■ TASK INSTRUCTIONS: How many of the lines below contain the string "hazy"? Reply with the number alone.

■ Coordinate annotation entries:

## start

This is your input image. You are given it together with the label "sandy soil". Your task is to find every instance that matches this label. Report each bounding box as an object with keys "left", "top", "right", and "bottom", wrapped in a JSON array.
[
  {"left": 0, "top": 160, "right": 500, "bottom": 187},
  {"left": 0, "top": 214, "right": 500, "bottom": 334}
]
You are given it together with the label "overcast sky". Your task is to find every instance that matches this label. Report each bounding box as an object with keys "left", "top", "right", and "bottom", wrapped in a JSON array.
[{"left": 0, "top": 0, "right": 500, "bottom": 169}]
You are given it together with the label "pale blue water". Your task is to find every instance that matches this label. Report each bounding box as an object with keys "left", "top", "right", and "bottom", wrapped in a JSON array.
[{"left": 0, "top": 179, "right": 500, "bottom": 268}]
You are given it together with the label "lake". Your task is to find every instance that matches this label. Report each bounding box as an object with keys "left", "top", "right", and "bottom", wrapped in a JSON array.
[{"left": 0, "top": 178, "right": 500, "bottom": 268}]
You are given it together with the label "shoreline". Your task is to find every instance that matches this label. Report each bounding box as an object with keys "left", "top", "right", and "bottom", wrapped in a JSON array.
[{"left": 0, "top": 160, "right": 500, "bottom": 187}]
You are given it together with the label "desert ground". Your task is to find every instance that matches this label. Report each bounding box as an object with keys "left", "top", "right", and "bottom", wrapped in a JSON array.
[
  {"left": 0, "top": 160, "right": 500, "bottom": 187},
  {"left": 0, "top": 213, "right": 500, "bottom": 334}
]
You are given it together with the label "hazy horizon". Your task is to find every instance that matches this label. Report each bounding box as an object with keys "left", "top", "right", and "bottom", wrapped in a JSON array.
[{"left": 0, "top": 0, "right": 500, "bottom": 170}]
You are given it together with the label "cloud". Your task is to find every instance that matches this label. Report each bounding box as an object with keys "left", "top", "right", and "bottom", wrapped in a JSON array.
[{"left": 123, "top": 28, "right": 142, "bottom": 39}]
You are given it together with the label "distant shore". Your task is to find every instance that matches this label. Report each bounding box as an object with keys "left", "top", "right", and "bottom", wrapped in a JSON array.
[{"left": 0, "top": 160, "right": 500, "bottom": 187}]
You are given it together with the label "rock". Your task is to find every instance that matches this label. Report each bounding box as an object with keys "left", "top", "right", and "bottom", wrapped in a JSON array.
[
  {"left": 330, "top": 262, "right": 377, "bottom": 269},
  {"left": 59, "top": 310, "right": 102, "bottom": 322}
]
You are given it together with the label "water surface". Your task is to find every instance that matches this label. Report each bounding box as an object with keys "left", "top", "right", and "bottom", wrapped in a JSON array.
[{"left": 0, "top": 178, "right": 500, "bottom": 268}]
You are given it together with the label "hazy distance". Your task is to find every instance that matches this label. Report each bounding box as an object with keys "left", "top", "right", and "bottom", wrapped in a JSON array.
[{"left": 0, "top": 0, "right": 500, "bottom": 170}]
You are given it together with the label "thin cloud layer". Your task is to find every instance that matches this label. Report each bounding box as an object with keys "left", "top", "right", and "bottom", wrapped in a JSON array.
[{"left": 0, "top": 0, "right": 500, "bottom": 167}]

## end

■ REPLY TO THE TASK: 2